Segment Start: Extract provided
Henry made a lot of money from the gold and jewels that were stripped from Becket’s magnificent shrine at Canterbury Cathedral.
Another post on Becket is here.
Wassailing
The Twelve Days of Christmas are full of wassailing.
Was hail Drinc hail
The name comes from the Anglo-Saxon version of ‘Cheers’ or good health. Its ceremonial use is described by Geoffrey of Monmouth, writing in 1135.
‘From that day to this, the tradition has endured in Britain that the one who drinks first at a banquet says “was hail” and he who drinks next says “drinc hail.”‘
Geoffrey is explaining how Vortigern betrayed Britain for the love of Rowena. She was the Saxon King Hengist’s daughter, and, incidently, speculating on the origins of the tradition of wassail.
Wassail
This has at least two different facets. Firstly, it is a formal drinking tradition at the centre of Christmas hospitality. Secondly, it is part of the tradition of the Waits, the Mummers, and Carol Singers. These groups who go around the village singing or performing in exchange for a drink or some food, or money.
Wassailing is either a gently social activity, or it is an anti-social custom in which the drunkards get to stand outside your house caterwauling and in effect demanding drink with menaces. Imagine a Trick or Treat with the drunkards from the pub!
A Wassail bowl would be full of some form of mulled alcohol or hot punch. A couple of pints of ale or cider, a pint of wine/brandy/mead, sugar, cinnamon, and nutmeg. You should have an apple or crab-apple floating in the bowl. To find out more, look at ‘British Food, a History’ here.
Segment End: Extract provided
Segment Start: Provided records
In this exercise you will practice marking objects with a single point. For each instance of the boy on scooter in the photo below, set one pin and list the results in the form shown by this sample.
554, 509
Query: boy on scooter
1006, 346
Segment End: Provided records
Segment Start: Provided records
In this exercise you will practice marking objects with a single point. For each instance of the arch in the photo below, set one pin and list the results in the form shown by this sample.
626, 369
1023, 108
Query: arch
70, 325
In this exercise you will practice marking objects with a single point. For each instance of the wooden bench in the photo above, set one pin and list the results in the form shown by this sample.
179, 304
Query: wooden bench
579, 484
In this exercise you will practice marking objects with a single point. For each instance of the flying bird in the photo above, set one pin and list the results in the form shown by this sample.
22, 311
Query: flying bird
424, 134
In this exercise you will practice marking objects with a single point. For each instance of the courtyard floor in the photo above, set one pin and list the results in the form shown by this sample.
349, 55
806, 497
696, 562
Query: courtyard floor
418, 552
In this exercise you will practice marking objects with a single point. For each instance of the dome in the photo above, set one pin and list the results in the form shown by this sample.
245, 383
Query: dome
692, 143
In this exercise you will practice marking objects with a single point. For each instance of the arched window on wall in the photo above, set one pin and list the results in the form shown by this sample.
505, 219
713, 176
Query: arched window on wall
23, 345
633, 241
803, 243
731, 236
Segment End: Provided records
Segment Start: Provided records
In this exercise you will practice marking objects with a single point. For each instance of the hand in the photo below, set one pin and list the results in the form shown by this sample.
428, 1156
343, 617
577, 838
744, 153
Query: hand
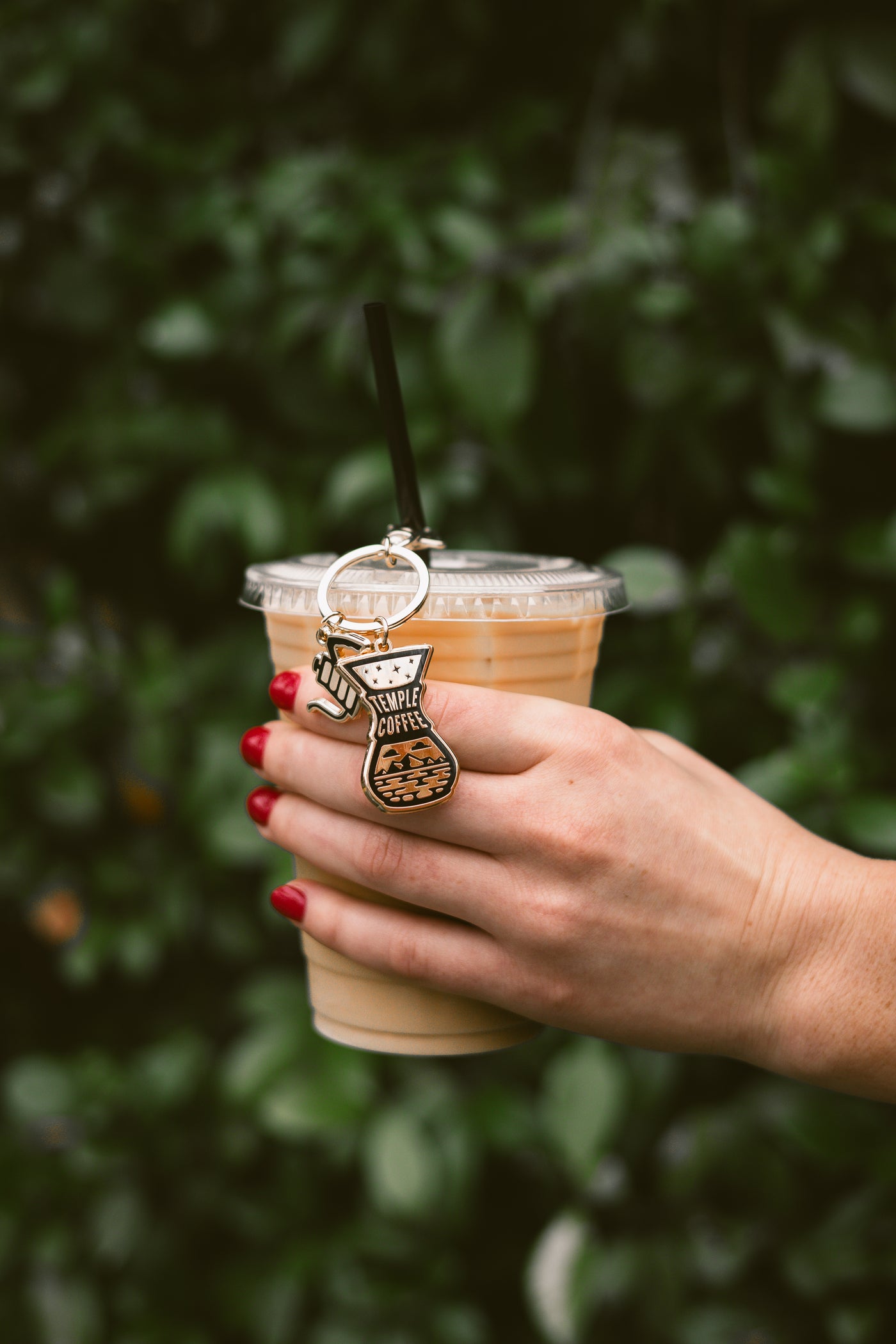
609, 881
Segment End: Provided records
§ **Assignment 1**:
From the wassailing passage, list the groups said to go around the village singing or performing in exchange for drink, food, or money.
§ **Assignment 2**:
Continue the wassailing passage from where it stops.

§ **Exercise output 1**:
The Waits, the Mummers, and Carol Singers.

§ **Exercise output 2**:
‘Into the bowl is first placed half a pound of sugar in which is one pint of warm beer; a little nutmeg and ginger are then grated over the mixture, and 4 glasses of sherry and 5 pints of beer added to it. It is then stirred, sweetened to taste and allowed to stand covered for 2 to 3 hours. Roasted apples are then floated on the creaming mixture and the wassail bowl is ready.‘
The Curiosities of Ale and Beer, by John Bickerdike, published about 1860 from a Jesus College, Oxford recipe of 1732. (From Recipes of Old England by Bernard N. Bessunger
Wassail in the Orchard
It seems particularly associated with apple trees. On New Year’s Eve, wassallers went to the oldest tree in the apple orchard. There they poured a liberal dose of wassail over the roots of the tree. Then they pulled down the branches to dip the end of the branches in the punch. They decorated the tree, and then drank the wassail themselves.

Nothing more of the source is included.